> [Goal]
In every row below, swap "tag every instance" for "mark each instance" and keep all other text unchanged. Reproduce the rows without the picture lines.

[Start Data in this exercise]

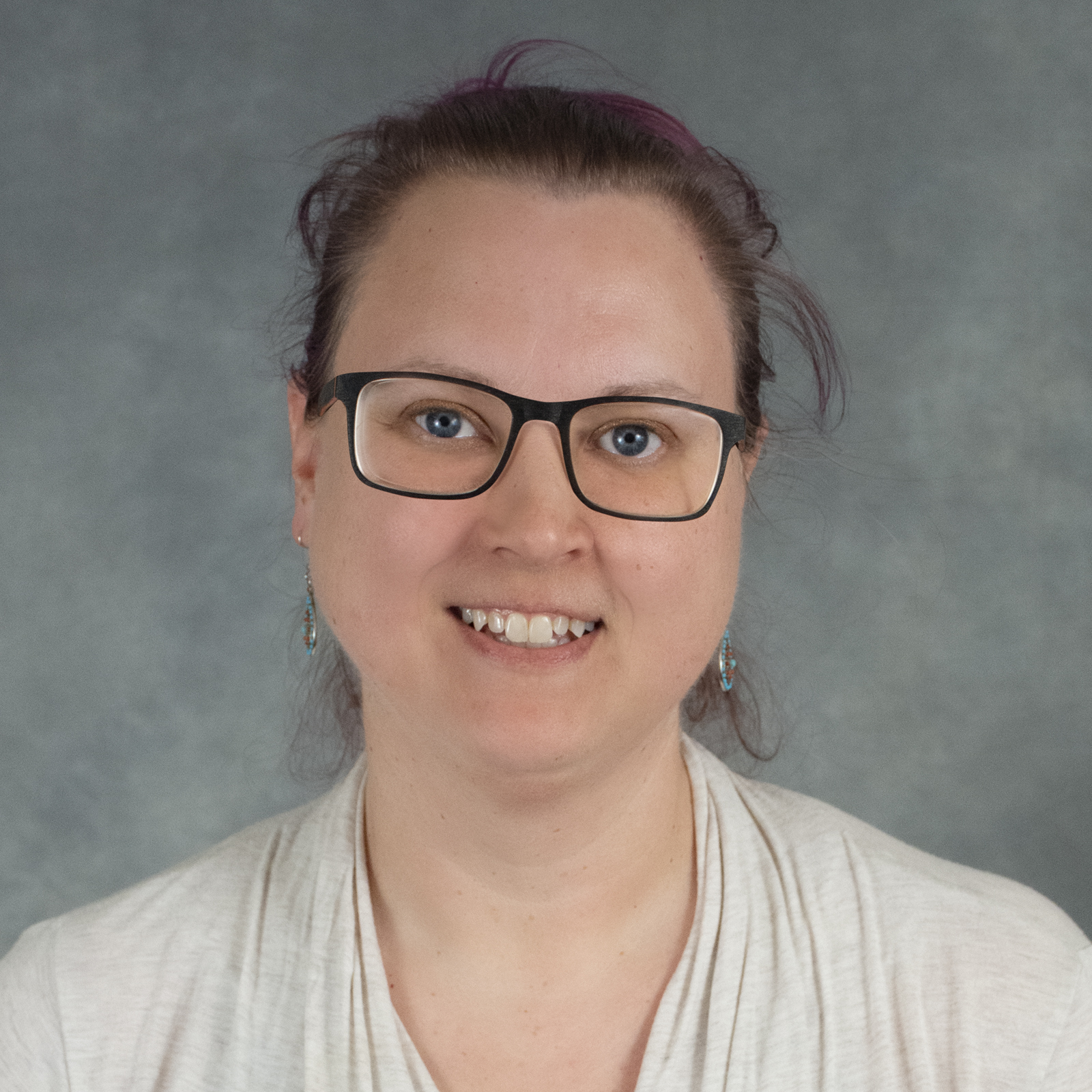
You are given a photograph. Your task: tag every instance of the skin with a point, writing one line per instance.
(529, 818)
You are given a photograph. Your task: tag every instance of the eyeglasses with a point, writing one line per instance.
(638, 458)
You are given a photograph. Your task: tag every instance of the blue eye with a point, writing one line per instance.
(635, 442)
(446, 424)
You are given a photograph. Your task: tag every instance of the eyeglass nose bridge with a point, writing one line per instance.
(526, 411)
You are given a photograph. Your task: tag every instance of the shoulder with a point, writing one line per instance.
(956, 962)
(183, 949)
(837, 860)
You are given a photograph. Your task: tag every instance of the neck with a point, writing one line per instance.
(478, 859)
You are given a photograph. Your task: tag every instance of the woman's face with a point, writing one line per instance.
(551, 298)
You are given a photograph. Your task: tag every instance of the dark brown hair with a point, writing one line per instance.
(568, 142)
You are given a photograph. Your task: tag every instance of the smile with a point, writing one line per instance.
(534, 631)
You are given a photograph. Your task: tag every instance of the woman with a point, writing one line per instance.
(521, 442)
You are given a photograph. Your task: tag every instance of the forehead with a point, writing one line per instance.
(543, 295)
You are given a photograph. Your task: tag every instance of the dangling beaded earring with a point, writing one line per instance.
(728, 663)
(309, 628)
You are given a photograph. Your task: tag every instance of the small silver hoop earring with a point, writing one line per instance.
(728, 663)
(309, 629)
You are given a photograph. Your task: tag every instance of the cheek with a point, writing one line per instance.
(371, 556)
(680, 584)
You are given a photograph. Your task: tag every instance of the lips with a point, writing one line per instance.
(527, 631)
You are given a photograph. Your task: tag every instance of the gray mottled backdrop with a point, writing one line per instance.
(920, 592)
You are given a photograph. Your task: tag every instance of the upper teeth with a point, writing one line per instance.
(536, 631)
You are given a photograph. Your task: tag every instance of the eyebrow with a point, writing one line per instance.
(661, 389)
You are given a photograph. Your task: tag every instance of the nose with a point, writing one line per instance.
(531, 511)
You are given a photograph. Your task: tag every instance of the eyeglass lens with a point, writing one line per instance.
(440, 438)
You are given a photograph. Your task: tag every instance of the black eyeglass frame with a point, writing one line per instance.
(347, 389)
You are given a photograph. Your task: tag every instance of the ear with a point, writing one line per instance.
(751, 455)
(304, 461)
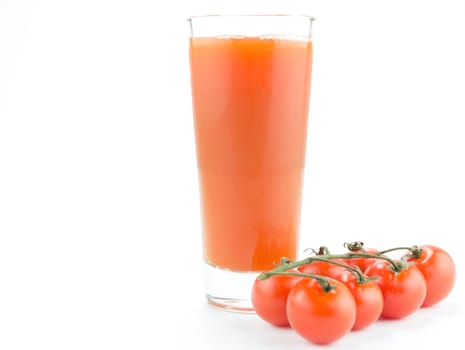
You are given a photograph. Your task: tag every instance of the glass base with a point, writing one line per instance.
(229, 290)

[End Data in this exercise]

> [Task solution]
You are given a photograph. Your task: mark each instance of the skin with a point, writing one line per instance.
(529, 818)
You are given a photograph. Your task: mark each instance of the eyeglasses with a point, writing one line per instance.
(638, 458)
You are given a photograph. Your task: mark each instance of the blue eye with a point, writing one line per instance.
(635, 442)
(446, 424)
You are given a photograph. Your task: mark each instance of the eyeglass nose bridge with a point, writing one line per instance.
(526, 411)
You are given a photograph. Your task: mark each instance of the shoulder with a point, writing one line per instance.
(956, 962)
(183, 949)
(837, 860)
You are given a photograph. Your task: mark each instance of the neck with a point, writing one line per instance.
(478, 859)
You are given a photograph. Your task: mark each instance of the woman's face with a point, writing one line per instance.
(551, 298)
You are given a photograph. Your task: mark each instance of the dark brown hair with a point, writing one line per instance.
(568, 142)
You are given a photograph. Your task: mark each instance of the smile with a point, writing one line per instance.
(534, 631)
You are given a photograph. Your task: mark each instance of the woman with a point, writing one line per instance.
(521, 442)
You are given a photograph. Your task: mark each instance of the forehead with a point, writing one line per instance.
(543, 295)
You are given a photograph. Your task: mark each instance of the dangling beaded earring with a point, writing one line per instance.
(728, 663)
(309, 628)
You are given a photograph. Your task: mark each instance of the small silver hoop earring with a point, writing one line per instance.
(728, 663)
(309, 629)
You are given a photograph. Your task: mark each instance of the cheek with a point, writing one line per instance.
(371, 556)
(680, 584)
You are given a photograph. Your task: mark each instance of the lips with a point, writing one line per instance.
(527, 631)
You are given a photograph. Your task: mark each instance of the gray mottled backdrop with a point, writing one line per instance.
(920, 592)
You are given a photograph. Your task: mark each instance of the upper teeth with a point, writing one line per instance.
(536, 631)
You are given a photograph. Your task: mark each instance of the eyebrow with a point, writing one line per instance.
(661, 389)
You are given a photograph. Your task: mark each instance of the nose with a point, writing one line per instance.
(531, 511)
You are given a photograph. Your task: mark each instance of the eyeglass lens with a point, writing one line per instance.
(440, 438)
You are given a photograph. Your task: mark each instance of the black eyeglass frame with a point, writing one line per instance.
(347, 389)
You are given a photograph. Your task: mark each instance of the ear with a point, writing one line per instance.
(751, 455)
(304, 461)
You are given a photograph. Your task: mark each instance of the glass base with a point, writing one line per instance.
(229, 290)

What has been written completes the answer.